§ **文章**:
思路:
BFS + 拓扑排序
Status:MLE
Reason:用二维数组 vector<vector<int>>
存图信息,有太多没用的信息0,占用了很大空间。
看了DISCUSS后的优化:
用 vector<unordered_set<int>>
存图信息,表示为每个节点对应连接到哪些节点。
class Solution {
public:
bool canFinish(int numCourses, vector<pair<int, int>>& prerequisites) {
vector<int> inDegree(numCourses, 0);
vector<vector<int>> graph(numCourses, vector<int>(numCourses, 0));
queue<int> q;
for(int i = 0; i < numCourses; ++i) {
if(inDegree[i] == 0) q.push(i);
}
while(!q.empty()) {
int start_node_id = q.front();
q.pop();
for(int i = 0; i < numCourses; ++i) {
if(graph[start_node_id][i] == 1) {
inDegree[i]--;
if(inDegree[i] == 0) {
q.push(i);
}
}
}
}
for(int i = 0; i < numCourses; ++i) {
if(inDegree[i] != 0) {
return false;
}
}
return true;
}
};
Staus:AC
class Solution {
public:
bool canFinish(int numCourses, vector<pair<int, int>>& prerequisites) {
vector<unordered_set<int>> need(numCourses);
for (size_t i = 0; i != prerequisites.size(); ++i)

§ **输入条目**:
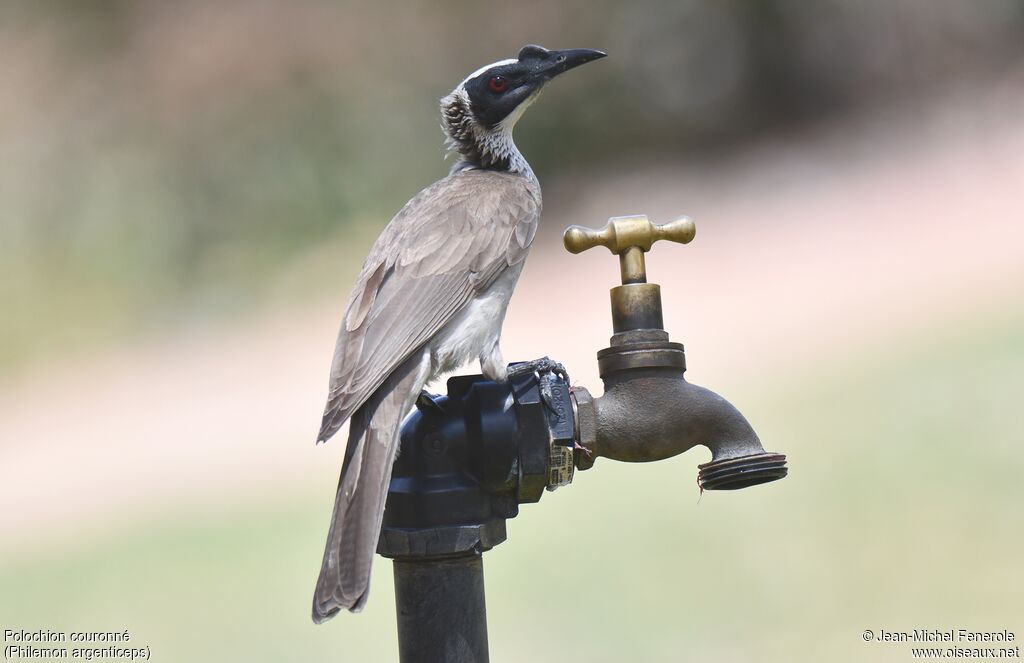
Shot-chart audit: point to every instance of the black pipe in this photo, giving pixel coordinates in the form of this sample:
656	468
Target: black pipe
441	610
467	461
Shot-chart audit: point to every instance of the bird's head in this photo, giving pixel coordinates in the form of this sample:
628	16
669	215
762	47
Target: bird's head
480	112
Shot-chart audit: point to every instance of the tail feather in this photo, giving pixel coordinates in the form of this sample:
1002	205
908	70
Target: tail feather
358	507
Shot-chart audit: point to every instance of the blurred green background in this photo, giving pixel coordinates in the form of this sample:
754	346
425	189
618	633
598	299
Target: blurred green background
187	190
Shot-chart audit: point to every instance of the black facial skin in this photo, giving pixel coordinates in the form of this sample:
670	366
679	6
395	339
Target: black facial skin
536	67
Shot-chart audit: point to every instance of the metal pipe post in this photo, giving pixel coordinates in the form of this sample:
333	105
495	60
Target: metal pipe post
440	609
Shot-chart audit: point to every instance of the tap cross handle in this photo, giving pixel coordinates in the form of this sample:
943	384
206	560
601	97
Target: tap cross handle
629	238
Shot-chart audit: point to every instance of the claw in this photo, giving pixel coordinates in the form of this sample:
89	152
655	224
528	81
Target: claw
542	366
427	402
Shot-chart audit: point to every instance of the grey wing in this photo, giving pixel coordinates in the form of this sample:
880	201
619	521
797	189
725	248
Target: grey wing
448	244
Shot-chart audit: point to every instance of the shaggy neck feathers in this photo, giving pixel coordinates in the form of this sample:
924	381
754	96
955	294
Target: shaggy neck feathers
477	147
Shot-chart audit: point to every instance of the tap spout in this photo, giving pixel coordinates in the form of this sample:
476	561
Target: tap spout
652	413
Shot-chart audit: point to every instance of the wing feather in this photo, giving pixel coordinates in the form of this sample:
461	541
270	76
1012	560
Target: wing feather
451	242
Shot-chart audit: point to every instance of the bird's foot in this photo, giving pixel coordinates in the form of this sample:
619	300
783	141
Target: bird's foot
545	368
539	366
427	402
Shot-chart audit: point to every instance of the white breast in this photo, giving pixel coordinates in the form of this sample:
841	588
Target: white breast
476	327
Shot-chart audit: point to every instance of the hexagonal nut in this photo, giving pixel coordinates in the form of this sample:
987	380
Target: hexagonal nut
586	427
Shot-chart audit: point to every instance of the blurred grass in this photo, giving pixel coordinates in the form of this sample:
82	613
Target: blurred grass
901	511
165	164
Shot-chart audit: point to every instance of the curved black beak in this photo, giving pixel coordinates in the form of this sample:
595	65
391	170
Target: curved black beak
546	65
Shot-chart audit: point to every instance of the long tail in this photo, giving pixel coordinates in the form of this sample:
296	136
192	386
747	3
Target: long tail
358	507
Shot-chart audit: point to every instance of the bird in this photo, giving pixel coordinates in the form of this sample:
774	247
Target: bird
430	297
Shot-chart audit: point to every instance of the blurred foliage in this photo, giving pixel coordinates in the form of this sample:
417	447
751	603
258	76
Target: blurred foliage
165	161
784	572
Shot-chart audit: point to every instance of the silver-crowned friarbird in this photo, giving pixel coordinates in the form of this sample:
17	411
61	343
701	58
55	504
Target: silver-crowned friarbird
431	296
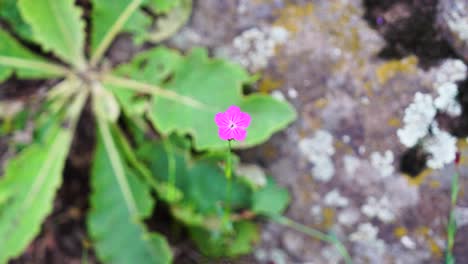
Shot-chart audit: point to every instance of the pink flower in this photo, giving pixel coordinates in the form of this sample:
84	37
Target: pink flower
232	124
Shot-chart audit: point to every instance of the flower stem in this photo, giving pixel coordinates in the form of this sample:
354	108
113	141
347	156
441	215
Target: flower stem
452	225
313	233
228	173
171	170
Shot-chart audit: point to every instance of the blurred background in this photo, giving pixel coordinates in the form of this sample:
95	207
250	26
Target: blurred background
351	69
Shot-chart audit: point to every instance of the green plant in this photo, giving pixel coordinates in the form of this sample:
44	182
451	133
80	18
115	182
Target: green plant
177	95
452	224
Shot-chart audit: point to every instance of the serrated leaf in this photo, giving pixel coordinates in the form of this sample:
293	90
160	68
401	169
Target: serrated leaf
202	87
34	175
163	6
270	200
177	13
229	245
10	13
16	58
57	26
201	180
120	200
109	18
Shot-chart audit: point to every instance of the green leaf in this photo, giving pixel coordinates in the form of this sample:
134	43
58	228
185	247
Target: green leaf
201	87
271	199
120	200
16	58
10	13
108	19
201	180
57	26
177	13
230	245
34	175
163	6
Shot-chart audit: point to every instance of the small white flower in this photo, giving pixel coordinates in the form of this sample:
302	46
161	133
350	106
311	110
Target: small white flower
351	164
378	208
451	70
334	198
318	151
323	169
366	232
254	47
441	146
417	119
447	99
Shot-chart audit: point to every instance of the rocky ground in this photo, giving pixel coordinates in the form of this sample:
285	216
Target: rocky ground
350	68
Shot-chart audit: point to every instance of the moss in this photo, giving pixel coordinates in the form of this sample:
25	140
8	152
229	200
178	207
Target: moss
390	69
434	184
394	122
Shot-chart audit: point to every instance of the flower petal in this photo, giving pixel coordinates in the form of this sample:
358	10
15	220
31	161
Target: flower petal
239	134
243	120
225	133
221	120
232	110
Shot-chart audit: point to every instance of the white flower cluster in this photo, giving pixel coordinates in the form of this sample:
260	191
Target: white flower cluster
419	116
378	208
417	119
441	147
447	99
254	47
334	198
448	73
319	150
369	246
366	232
383	163
451	70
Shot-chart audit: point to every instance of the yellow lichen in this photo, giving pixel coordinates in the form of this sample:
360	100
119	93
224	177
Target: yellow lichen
394	122
328	217
425	231
434	248
434	184
268	84
418	179
400	231
390	69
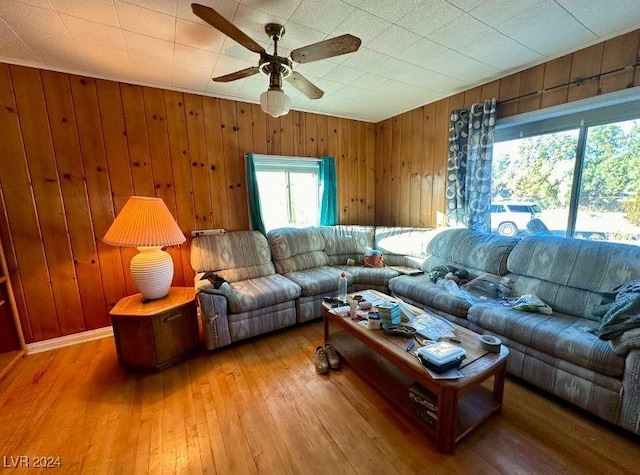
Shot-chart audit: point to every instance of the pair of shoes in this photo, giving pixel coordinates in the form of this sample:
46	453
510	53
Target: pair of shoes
332	356
322	363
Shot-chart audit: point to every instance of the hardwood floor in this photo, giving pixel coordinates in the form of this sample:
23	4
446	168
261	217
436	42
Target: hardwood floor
259	406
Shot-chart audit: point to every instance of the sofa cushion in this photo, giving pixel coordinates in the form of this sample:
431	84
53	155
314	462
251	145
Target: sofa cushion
342	242
571	274
595	266
398	243
470	250
234	256
319	280
376	276
420	289
296	249
559	335
261	292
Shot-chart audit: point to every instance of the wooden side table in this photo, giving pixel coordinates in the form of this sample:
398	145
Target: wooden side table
157	334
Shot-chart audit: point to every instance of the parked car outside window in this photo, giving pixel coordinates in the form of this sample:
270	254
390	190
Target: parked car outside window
511	217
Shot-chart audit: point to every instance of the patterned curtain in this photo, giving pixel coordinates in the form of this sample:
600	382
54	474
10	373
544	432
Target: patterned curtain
469	166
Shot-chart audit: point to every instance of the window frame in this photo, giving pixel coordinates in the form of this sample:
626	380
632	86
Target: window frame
609	108
288	165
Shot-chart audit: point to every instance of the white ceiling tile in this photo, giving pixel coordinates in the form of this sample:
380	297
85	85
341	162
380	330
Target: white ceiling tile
493	48
421	52
145	45
344	74
37	3
224	88
150	70
494	12
323	15
282	8
226	8
452	63
58	52
466	5
146	22
198	35
13	48
98	11
193	56
442	83
317	68
252	22
429	17
413	51
163	6
226	65
456	32
390	11
91	32
622	14
370	81
30	21
367	60
235	50
392	40
542	13
297	35
192	77
565	32
107	62
361	24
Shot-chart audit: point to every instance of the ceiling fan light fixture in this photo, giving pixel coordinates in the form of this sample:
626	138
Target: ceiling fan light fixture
275	102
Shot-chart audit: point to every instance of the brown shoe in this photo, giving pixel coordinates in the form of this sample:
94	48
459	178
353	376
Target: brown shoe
332	356
322	365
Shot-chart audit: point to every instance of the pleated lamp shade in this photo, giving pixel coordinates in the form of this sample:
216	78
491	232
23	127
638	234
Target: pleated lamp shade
147	223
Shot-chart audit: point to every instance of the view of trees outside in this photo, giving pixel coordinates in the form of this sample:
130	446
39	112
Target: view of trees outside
541	169
288	198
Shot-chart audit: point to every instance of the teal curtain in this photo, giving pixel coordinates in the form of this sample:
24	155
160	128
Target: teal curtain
255	211
328	192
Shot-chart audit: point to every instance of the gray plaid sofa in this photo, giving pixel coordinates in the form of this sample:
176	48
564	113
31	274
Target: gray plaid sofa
281	279
556	352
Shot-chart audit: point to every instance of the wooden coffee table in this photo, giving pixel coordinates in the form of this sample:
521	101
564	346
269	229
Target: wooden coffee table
462	404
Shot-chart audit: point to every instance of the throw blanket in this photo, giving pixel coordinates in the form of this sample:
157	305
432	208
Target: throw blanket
622	314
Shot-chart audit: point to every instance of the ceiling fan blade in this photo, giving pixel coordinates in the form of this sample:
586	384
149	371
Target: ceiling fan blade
326	49
225	26
244	73
305	86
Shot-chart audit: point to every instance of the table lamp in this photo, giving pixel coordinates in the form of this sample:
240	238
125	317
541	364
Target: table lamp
147	223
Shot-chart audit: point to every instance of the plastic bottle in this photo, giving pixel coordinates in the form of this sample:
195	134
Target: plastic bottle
342	286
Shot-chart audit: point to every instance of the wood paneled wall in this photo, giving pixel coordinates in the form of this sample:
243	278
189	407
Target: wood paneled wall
411	148
74	149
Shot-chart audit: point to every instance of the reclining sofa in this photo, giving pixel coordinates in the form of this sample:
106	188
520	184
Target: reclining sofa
281	279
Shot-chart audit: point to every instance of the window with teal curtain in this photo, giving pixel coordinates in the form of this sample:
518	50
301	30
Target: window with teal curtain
253	192
328	192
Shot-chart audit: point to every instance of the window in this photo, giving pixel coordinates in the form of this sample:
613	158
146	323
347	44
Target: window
572	170
289	191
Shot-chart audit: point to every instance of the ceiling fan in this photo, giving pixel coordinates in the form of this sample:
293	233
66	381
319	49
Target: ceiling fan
274	101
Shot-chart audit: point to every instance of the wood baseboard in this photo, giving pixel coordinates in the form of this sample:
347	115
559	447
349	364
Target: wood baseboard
68	340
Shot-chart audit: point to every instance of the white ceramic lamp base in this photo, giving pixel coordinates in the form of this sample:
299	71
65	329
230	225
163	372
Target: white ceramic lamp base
152	271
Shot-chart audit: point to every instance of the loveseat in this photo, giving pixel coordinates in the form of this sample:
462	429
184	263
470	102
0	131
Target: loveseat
556	352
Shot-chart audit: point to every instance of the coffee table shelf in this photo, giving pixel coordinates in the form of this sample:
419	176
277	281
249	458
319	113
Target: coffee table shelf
383	362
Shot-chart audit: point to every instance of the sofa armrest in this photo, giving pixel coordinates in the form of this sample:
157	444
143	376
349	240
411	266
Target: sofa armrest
626	342
215	323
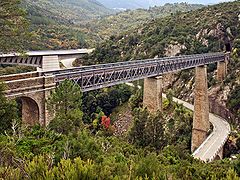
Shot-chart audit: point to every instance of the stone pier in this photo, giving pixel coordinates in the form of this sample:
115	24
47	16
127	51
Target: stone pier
152	95
221	70
33	93
201	123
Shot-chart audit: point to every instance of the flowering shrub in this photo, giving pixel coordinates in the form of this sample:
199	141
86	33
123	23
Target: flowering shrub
105	122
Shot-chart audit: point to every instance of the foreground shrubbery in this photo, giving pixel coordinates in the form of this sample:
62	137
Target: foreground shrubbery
42	154
156	150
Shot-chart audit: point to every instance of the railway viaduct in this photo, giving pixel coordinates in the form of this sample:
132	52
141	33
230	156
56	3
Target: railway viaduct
34	88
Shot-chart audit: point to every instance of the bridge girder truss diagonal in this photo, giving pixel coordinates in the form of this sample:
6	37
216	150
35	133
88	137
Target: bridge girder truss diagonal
105	75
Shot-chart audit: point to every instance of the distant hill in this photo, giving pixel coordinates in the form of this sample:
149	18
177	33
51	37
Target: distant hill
65	11
205	30
135	4
122	21
54	23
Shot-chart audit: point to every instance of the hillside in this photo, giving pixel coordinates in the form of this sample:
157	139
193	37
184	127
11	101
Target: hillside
135	4
201	31
122	21
66	11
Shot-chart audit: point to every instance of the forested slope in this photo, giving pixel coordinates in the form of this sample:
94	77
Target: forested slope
205	30
130	19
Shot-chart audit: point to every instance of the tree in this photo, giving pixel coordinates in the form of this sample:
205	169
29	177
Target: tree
65	102
136	134
154	131
13	26
8	111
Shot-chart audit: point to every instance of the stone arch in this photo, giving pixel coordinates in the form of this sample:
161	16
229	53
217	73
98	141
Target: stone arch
29	110
228	47
217	157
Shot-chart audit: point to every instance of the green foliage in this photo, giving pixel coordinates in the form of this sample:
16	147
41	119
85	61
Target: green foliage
8	111
153	39
136	99
234	101
104	100
65	102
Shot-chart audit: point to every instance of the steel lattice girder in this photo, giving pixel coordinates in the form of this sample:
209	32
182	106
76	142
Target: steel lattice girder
99	76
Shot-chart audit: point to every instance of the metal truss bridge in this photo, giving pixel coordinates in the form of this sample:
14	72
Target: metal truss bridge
105	75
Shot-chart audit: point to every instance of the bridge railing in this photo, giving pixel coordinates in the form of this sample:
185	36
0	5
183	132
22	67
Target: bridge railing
134	62
104	75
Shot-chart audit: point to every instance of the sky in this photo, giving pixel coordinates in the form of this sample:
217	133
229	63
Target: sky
206	2
132	4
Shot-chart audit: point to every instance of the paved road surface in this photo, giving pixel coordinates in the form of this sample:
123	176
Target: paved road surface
215	141
51	52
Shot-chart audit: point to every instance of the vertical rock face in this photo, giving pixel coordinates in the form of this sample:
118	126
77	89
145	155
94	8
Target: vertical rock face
201	123
152	96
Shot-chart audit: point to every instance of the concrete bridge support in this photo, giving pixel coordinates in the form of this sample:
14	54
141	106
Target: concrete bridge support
201	123
221	70
152	94
33	93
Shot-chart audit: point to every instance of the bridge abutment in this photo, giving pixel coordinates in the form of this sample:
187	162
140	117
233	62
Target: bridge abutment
152	95
33	93
201	123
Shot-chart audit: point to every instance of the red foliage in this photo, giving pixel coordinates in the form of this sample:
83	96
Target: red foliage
106	121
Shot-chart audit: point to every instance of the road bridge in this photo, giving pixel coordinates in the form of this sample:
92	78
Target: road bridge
44	60
34	88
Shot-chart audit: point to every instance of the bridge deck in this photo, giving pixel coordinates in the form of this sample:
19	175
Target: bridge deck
105	75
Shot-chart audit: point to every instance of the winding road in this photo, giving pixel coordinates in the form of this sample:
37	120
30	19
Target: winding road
210	148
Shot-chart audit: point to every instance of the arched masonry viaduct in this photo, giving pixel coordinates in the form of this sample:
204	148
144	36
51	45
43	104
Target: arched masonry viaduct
35	87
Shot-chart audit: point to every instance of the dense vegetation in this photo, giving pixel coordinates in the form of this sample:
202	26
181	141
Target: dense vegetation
43	153
130	19
79	143
190	32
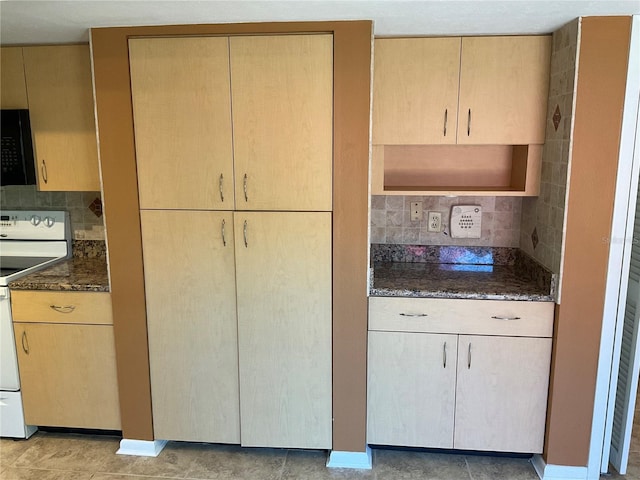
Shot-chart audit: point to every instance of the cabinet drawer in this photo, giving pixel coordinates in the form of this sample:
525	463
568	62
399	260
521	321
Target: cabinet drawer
473	317
62	307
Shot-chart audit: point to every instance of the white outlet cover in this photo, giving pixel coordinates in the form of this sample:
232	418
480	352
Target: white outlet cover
465	221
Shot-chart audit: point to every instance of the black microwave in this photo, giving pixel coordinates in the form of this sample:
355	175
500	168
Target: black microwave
17	165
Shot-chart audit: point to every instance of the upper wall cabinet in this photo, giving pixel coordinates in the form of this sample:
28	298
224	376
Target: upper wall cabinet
415	94
459	116
60	95
504	84
259	107
474	90
14	90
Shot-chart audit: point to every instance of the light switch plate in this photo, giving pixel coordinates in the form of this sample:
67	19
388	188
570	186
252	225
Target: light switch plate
466	221
416	211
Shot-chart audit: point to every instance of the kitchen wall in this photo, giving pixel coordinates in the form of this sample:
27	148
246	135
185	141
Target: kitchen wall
391	223
85	208
542	226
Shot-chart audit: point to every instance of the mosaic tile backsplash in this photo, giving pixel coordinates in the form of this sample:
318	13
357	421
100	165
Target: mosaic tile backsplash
391	221
85	208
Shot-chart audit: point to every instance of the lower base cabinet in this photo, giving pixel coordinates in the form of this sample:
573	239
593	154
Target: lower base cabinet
458	389
68	375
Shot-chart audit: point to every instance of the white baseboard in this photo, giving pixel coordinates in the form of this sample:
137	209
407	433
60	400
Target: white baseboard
141	448
557	472
350	459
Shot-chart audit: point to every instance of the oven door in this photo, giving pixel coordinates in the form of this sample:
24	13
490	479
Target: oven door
9	380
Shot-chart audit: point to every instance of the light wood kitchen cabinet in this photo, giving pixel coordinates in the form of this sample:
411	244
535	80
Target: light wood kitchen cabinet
182	114
191	321
67	370
247	309
282	99
60	97
411	389
13	93
283	262
415	95
497	121
504	85
279	89
500	382
501	393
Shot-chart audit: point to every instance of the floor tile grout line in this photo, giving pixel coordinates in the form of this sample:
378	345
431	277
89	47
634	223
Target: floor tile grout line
468	468
284	464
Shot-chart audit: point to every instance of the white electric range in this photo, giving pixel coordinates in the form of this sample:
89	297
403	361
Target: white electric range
29	241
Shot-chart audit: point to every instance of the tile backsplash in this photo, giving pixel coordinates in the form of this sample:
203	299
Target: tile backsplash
543	216
391	222
85	208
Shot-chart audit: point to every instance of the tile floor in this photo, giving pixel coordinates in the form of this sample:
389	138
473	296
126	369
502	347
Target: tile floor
57	456
66	456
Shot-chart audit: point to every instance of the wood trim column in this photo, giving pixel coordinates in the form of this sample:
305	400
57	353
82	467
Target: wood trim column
602	72
352	55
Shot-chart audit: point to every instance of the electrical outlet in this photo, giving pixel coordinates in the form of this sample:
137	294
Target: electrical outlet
416	211
435	222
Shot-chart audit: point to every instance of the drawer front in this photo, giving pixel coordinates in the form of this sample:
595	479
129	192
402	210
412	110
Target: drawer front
61	307
461	316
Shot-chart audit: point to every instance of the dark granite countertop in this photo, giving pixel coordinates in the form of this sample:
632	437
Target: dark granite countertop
75	274
511	277
86	271
494	282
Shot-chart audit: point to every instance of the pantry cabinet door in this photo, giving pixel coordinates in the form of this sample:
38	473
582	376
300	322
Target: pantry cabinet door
191	320
411	389
415	90
13	93
60	94
282	97
182	115
68	375
504	85
501	400
283	262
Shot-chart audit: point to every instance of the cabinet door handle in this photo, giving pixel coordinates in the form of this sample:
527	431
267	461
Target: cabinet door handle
43	170
499	317
224	240
63	308
25	342
446	111
244	231
444	355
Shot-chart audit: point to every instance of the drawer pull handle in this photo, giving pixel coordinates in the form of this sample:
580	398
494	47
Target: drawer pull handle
444	355
444	132
43	170
25	342
224	240
63	309
244	187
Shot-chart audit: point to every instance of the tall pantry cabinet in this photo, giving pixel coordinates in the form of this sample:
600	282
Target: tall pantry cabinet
234	157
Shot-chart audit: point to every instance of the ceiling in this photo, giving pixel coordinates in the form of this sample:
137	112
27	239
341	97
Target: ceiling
41	22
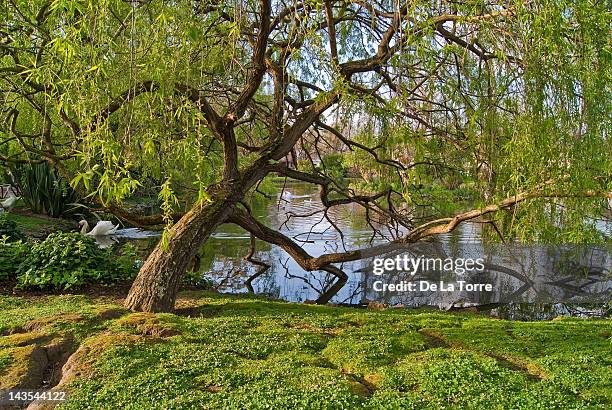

§ **书面任务**:
1. 请从条目中含有“Shot-chart audit: point to every instance of the drawer pull”的那一行开始，一直到条目末尾，把这些行重新写出来，标注要求也要照抄。答案中的每个坐标数值都加上 11，要求里的格式示例坐标不变，图片不要写进答案。
2. 这篇文章讲的是用拓扑排序判断课程能否修完，请从它停下的地方接着往下写。

§ **各题答复**:
1.
Shot-chart audit: point to every instance of the drawer pull handle in this photo, giving pixel coordinates in the form of this sample:
580	398
494	47
Target: drawer pull handle
455	366
455	143
54	181
36	353
235	251
74	320
255	198
Shot-chart audit: point to every instance of the tall pantry cabinet in this photo, giving pixel coordinates in the form of this sample:
600	282
Target: tall pantry cabinet
245	168
Shot-chart audit: point to every instance of the ceiling in this photo, giving pixel coordinates in the form of this sample:
137	112
27	239
341	97
Target: ceiling
52	33

2.
need[prerequisites[i].second].insert(prerequisites[i].first);
vector<int> indegree(numCourses);
for (int i = 0; i != numCourses; ++i)
for(auto it = need[i].begin(); it != need[i].end(); ++it)
++indegree[*it];
queue<int> zeros;
for (int i = 0; i != numCourses; ++i)
if (indegree[i] == 0)
zeros.push(i);
while (!zeros.empty()) {
int seq = zeros.front();
zeros.pop();
for (auto it = need[seq].begin(); it != need[seq].end(); ++it)
if (--indegree[*it] == 0)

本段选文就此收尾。